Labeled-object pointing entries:
==*==

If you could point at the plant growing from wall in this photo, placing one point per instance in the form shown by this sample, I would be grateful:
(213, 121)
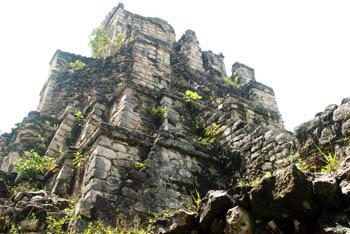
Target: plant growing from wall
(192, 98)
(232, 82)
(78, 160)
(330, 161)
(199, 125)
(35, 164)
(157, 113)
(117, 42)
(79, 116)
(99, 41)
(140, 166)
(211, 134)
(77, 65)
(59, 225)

==*==

Set problem:
Reproduce the listing above word for word, leaving out the pictures.

Response to this task:
If you could point at the plant growing from wall in this photo, placing one point per instance in the form shown by this sample, I would be grateful:
(213, 121)
Target: plant growing from wall
(192, 98)
(232, 82)
(78, 160)
(330, 161)
(199, 125)
(35, 164)
(157, 113)
(117, 42)
(79, 116)
(99, 41)
(140, 166)
(211, 134)
(77, 65)
(59, 225)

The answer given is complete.